## PROBLEMS AND TASKS
[a] Translate this sentence from the 4 St. Mark's Place posts into Spanish: "The storefront is for rent via Eastern Consolidated."
[b] Write out the part of the 4 St. Mark's Place posts starting at "Details per the" and ending at "the construction fence.", word for word.

## READING TEXT
Showing posts with label 4 St. Mark's Place. Show all posts
Showing posts with label 4 St. Mark's Place. Show all posts

Monday, June 6, 2016

4 St. Mark's Place gets the plywood treatment



Workers finished putting up the plywood outside 4 St. Mark's Place on Friday...



Until this past February, the retail space was home to Trash & Vaudeville for 41 years. (The store is now at 96 E. Seventh St.)

The storefront is for rent via Eastern Consolidated. It appears that the space will be divided into two different storefronts, based on the listing...



Details per the listing:

Upper Retail: 2,600 Square Feet
Lower Retail: 2,600 Square Feet
Storage Space: 1,500 Square Feet

Asking Rent
Upper Retail: $160 PSF
Lower Retail: $135 PSF (including storage basement)

The listing notes that the landlord will deliver a fully renovated space. The only permit on file so far with the DOB is for the construction fence.

As for the landlord. The landmarked building (whose first owner in 1833 was Alexander Hamilton’s son) sold for $10 million in the spring. According to public records, the LLC that bought the property shares an address with Castellan Real Estate Partners/Liberty Place Property Management. (These landlords have been in the news in the past.)

The building, which includes four apartments here between Second Avenue and Third Avenue, arrived on the market last fall for $11.9 million.



Previously on EV Grieve:
Exclusive: After 40 years, punk rock mainstay Trash and Vaudeville is leaving St. Mark's Place

4 St. Mark's Place is for sale

Tuesday, May 3, 2016

The for lease sign is now up at 4 St. Mark's Place



The for lease sign has arrived outside 4 St. Mark's Place, the former home of Trash & Vaudeville.

The signage went up yesterday...and the listing for the retail space hasn't been posted to the Eastern Consolidated website just yet.

The landmarked building between Second Avenue and Third Avenue recently changed hands for $10 million. The buyer's identity hasn't been revealed to date.

As for Trash and Vaudeville, the shop continues on at 96 E. Seventh St. between Avenue A and First Avenue.

Friday, April 29, 2016

Report: Trash & Vaudeville-less 4 St. Mark's Place sells for $10 million


[Photo from March]

4 St. Mark's Place, the landmarked building whose first owner in 1833 was Alexander Hamilton’s son, has a new owner.

The building between Second Avenue and Third Avenue arrived on the market last fall for $11.9 million.

Since then, the longtime commercial tenant here, Trash & Vaudeville, moved to 96 E. Seventh St. in March. The four free-market apartments on the floors above are apparently tenant-free now as well. (Which might explain this.)

The Commercial Observer (H/T Curbed!) had the news of the deal:

Since it has no tenants, “it is in effect a blank canvas, offering the buyer a unique opportunity to renovate the building and realize a tremendous amount of upside,” Eastern Consolidated’s Ron Solarz...

No word just yet on who the buyer is. (The deal hasn't hit public records yet.) Trash & Vaudeville owner Ray Goodman was a minority partner in the ownership of the building.

(Entries pointing to named objects)
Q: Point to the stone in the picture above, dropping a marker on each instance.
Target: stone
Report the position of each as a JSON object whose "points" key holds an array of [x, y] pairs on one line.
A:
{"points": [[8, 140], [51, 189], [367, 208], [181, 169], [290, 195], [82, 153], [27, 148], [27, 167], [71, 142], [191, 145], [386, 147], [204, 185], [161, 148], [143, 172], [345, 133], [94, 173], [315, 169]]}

## ANSWER SET
[a] El local comercial está en alquiler a través de Eastern Consolidated.

[b]
Details per the listing:

Upper Retail: 2,600 Square Feet
Lower Retail: 2,600 Square Feet
Storage Space: 1,500 Square Feet

Asking Rent
Upper Retail: $160 PSF
Lower Retail: $135 PSF (including storage basement)

The listing notes that the landlord will deliver a fully renovated space. The only permit on file so far with the DOB is for the construction fence.